# Objective
Extract the full set of records, then give each one again exactly.

=-=-=-=-=

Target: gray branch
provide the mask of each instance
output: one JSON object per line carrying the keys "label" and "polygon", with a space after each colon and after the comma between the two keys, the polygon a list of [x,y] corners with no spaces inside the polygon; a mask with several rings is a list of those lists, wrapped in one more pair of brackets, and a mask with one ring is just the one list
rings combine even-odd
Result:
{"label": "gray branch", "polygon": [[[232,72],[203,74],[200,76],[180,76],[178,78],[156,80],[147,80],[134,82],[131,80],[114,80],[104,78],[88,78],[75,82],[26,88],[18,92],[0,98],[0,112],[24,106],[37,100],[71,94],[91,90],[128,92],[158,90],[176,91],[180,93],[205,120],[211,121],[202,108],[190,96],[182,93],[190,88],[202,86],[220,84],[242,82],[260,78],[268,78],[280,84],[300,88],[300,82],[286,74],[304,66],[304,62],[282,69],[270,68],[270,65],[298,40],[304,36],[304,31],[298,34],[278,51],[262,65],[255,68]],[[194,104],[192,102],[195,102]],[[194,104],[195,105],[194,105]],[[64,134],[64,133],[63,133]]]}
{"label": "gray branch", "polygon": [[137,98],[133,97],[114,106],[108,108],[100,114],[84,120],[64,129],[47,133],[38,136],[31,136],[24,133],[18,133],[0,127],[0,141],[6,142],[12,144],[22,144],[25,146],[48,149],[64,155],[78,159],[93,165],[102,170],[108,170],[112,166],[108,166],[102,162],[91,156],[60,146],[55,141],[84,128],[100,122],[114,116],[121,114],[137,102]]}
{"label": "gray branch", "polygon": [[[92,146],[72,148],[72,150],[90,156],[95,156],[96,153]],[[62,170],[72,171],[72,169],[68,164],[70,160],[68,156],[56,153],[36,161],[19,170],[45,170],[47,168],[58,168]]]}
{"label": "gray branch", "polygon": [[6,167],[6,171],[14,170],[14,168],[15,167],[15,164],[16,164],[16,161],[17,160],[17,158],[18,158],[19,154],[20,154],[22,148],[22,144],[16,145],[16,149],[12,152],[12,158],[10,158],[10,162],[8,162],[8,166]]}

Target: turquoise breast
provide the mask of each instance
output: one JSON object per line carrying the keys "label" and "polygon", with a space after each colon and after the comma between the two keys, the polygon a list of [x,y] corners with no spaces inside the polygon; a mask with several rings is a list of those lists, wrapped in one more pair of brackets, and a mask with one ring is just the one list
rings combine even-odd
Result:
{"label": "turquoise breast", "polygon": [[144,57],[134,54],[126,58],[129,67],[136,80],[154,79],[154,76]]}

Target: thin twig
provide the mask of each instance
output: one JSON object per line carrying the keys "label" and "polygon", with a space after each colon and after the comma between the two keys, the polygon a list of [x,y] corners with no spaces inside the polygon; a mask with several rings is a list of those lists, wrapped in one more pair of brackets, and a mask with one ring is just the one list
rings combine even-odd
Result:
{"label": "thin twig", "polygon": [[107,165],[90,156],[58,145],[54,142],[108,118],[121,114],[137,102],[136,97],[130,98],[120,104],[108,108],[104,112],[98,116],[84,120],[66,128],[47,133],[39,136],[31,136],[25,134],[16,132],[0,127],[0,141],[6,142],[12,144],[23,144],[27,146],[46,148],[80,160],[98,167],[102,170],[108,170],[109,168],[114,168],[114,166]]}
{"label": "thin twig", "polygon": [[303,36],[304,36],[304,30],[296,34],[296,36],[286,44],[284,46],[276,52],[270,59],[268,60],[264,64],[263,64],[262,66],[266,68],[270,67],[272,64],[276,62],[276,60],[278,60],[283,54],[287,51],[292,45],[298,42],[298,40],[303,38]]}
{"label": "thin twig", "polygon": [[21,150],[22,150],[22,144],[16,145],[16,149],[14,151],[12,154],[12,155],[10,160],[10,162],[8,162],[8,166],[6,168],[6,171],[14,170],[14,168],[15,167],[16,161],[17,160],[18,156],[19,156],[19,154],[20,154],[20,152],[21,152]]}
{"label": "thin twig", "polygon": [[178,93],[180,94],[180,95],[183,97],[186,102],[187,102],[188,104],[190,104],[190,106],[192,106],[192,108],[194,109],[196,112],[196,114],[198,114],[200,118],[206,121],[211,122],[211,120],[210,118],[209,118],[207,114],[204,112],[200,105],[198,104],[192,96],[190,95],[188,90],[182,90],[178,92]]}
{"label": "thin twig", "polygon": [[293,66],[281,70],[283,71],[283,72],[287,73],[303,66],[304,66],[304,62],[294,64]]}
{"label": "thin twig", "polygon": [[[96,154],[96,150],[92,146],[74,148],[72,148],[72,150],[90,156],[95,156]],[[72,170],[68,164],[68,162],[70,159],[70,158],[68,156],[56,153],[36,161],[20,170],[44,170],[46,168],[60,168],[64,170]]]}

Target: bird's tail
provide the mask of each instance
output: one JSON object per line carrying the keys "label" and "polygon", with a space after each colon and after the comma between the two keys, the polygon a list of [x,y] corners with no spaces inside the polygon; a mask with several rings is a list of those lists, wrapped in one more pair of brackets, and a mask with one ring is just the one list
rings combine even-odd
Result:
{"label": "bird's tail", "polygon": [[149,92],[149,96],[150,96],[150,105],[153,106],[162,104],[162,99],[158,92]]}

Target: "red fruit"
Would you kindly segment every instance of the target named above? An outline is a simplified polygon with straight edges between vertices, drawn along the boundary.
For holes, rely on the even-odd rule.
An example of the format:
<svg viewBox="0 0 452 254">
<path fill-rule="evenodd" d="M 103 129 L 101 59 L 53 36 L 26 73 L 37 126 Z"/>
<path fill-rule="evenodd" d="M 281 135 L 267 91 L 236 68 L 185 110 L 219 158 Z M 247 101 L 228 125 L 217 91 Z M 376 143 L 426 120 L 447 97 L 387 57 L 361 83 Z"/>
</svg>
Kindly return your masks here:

=-=-=-=-=

# Reply
Target: gray branch
provide the mask of each instance
output: one JSON object per line carrying the keys "label" and "polygon", with a space after each colon and after the comma between the two keys, the polygon a list of [x,y] corners with no spaces inside the polygon; a mask with several rings is a list of those lists, wrapped in one more pair of brackets, and a mask with one ring is just the one list
rings combine even-odd
Result:
{"label": "gray branch", "polygon": [[[232,72],[203,74],[200,76],[180,76],[178,78],[156,80],[147,80],[134,82],[131,80],[114,80],[104,78],[88,78],[75,82],[26,88],[18,92],[0,98],[0,112],[24,106],[37,100],[71,94],[91,90],[128,92],[158,90],[176,91],[180,93],[205,120],[211,121],[202,108],[190,96],[182,93],[190,88],[202,86],[220,84],[242,82],[260,78],[268,78],[280,84],[300,88],[300,82],[286,74],[304,66],[304,62],[282,69],[270,68],[270,65],[298,40],[304,36],[304,31],[298,34],[278,51],[262,65],[255,68]],[[194,104],[192,102],[195,102]],[[194,104],[195,105],[194,105]],[[64,134],[64,133],[63,133]]]}
{"label": "gray branch", "polygon": [[137,98],[133,97],[114,106],[108,108],[100,114],[84,120],[64,129],[47,133],[38,136],[31,136],[24,133],[18,133],[0,127],[0,141],[6,142],[12,144],[22,144],[25,146],[48,149],[64,155],[78,159],[93,165],[102,170],[108,170],[112,166],[108,166],[102,162],[91,156],[60,146],[55,141],[84,128],[100,122],[114,116],[121,114],[137,102]]}
{"label": "gray branch", "polygon": [[[92,146],[72,148],[72,150],[90,156],[95,156],[96,153]],[[62,170],[72,171],[72,169],[68,164],[70,160],[68,156],[56,153],[36,161],[19,170],[45,170],[47,168],[58,168]]]}
{"label": "gray branch", "polygon": [[6,167],[6,171],[14,170],[14,168],[15,167],[15,164],[16,164],[16,161],[17,160],[17,158],[18,158],[19,154],[20,154],[22,148],[22,144],[16,145],[16,149],[12,152],[12,158],[10,158],[10,162],[8,162],[8,166]]}

Target: turquoise breast
provide the mask of each instance
output: one JSON object per line carrying the keys "label" and "polygon", with a space after each colon and after the comma between the two keys, the polygon a list of [x,y] corners with no spaces inside the polygon; a mask with several rings is a list of those lists, wrapped in one more pair of brackets, and a mask with one ring is just the one list
rings combine even-odd
Result:
{"label": "turquoise breast", "polygon": [[144,57],[134,54],[126,58],[129,67],[136,80],[154,79],[154,76]]}

Target: thin twig
provide the mask of each instance
output: one JSON object per line carrying the keys "label" and "polygon", with a space after each colon and after the comma between the two keys, the polygon a list of [x,y] corners with no spaces inside the polygon; a mask with several rings is a list of those lists, wrapped in one more pair of brackets, and a mask with one ring is just the one list
rings combine even-odd
Result:
{"label": "thin twig", "polygon": [[107,165],[90,156],[58,145],[54,142],[108,118],[121,114],[137,102],[136,97],[130,98],[120,104],[108,108],[104,112],[98,116],[84,120],[66,128],[47,133],[39,136],[31,136],[25,134],[16,132],[0,127],[0,141],[6,142],[12,144],[23,144],[27,146],[46,148],[80,160],[98,167],[102,170],[108,170],[109,168],[114,168],[114,166]]}
{"label": "thin twig", "polygon": [[303,36],[304,36],[304,30],[296,34],[296,36],[286,44],[284,46],[276,52],[270,59],[268,60],[264,64],[263,64],[262,66],[266,68],[270,67],[272,64],[276,62],[276,60],[278,60],[283,54],[287,51],[292,45],[298,42],[298,40],[303,38]]}
{"label": "thin twig", "polygon": [[21,150],[22,150],[22,144],[16,145],[16,149],[14,151],[12,154],[12,155],[10,160],[10,162],[8,162],[8,166],[6,168],[6,171],[14,170],[14,168],[15,167],[16,161],[17,160],[18,156],[19,156],[19,154],[20,154],[20,152],[21,152]]}
{"label": "thin twig", "polygon": [[178,93],[180,94],[180,95],[183,97],[186,102],[187,102],[188,104],[190,104],[190,106],[192,106],[192,108],[194,109],[196,112],[196,114],[198,114],[200,118],[206,121],[211,122],[211,120],[210,118],[209,118],[207,114],[204,112],[200,105],[198,104],[192,96],[190,95],[188,90],[182,90],[178,92]]}
{"label": "thin twig", "polygon": [[293,66],[281,70],[283,71],[283,72],[287,73],[303,66],[304,66],[304,62],[294,64]]}
{"label": "thin twig", "polygon": [[[96,154],[96,150],[92,146],[74,148],[72,148],[72,150],[90,156],[95,156]],[[72,170],[68,164],[68,162],[70,159],[70,158],[68,156],[56,153],[36,161],[20,170],[44,170],[46,168],[60,168],[64,170]]]}

Target: bird's tail
provide the mask of each instance
output: one JSON object per line carrying the keys "label" and "polygon", with a space after each colon and after the comma between the two keys, the polygon a list of [x,y] corners with no spaces inside the polygon; a mask with several rings is a list of those lists, wrapped in one more pair of brackets, and a mask with one ring is just the one list
rings combine even-odd
Result:
{"label": "bird's tail", "polygon": [[149,92],[149,96],[150,96],[150,105],[153,106],[162,104],[162,99],[158,92]]}

Target: "red fruit"
Would you kindly segment every instance of the target named above? An outline is a simplified polygon with straight edges between vertices, drawn along the boundary.
For holes, rely on the even-odd rule.
An example of the format:
<svg viewBox="0 0 452 254">
<path fill-rule="evenodd" d="M 103 129 L 101 59 L 53 36 L 26 73 L 37 126 Z"/>
<path fill-rule="evenodd" d="M 281 135 L 267 91 L 236 68 L 185 110 L 219 158 Z M 247 101 L 228 125 L 217 91 Z M 376 143 L 426 120 L 447 97 L 387 57 L 361 83 Z"/>
</svg>
Kindly return your masks here:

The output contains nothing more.